**Tarefa proposta 1:** Liste, na ordem em que aparecem, todas as palavras do trecho sobre a indústria brasileira que começam com letra maiúscula.

**Trecho do texto:**
>>>>>

Com a indústria brasileira perdendo espaço na economia a cada ano, o futuro ministro da Economia, Paulo Guedes, promete “salvar” o setor, “apesar dos industriais brasileiros”. Ele é crítico da política protecionista adotada em governos anteriores e da posição das próprias empresas, que, na sua visão, ficaram viciadas nesses mecanismos de proteção, principalmente em subsídios, sem se integrar plenamente ao comércio internacional. Mas, afinal, o que o novo governo deve fazer para resgatar a indústria?

<<<<<

**Registros fornecidos:**
>>>>>

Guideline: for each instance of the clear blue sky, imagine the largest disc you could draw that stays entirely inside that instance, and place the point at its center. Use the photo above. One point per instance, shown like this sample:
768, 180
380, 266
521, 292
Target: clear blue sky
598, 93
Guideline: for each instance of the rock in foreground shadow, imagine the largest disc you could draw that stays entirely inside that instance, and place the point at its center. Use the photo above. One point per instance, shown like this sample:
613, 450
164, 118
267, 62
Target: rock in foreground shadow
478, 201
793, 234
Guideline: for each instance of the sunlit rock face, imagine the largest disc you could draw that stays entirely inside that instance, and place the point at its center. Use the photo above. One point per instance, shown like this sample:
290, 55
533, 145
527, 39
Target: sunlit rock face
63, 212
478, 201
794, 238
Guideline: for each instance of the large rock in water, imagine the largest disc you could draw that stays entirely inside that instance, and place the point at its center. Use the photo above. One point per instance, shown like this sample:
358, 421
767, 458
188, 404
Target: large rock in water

<<<<<

**Tarefa proposta 2:** Reescreva o intervalo dos registros que vai da linha que contém "Guideline: for each instance of the large" até o fim dos registros, trocando "large rock in water" por "big rock in the water" e deixando todo o resto igual.

**Resposta correta 1:** Com, Economia, Paulo, Guedes, Ele, Mas

**Resposta correta 2:**
Guideline: for each instance of the big rock in the water, imagine the largest disc you could draw that stays entirely inside that instance, and place the point at its center. Use the photo above. One point per instance, shown like this sample:
358, 421
767, 458
188, 404
Target: big rock in the water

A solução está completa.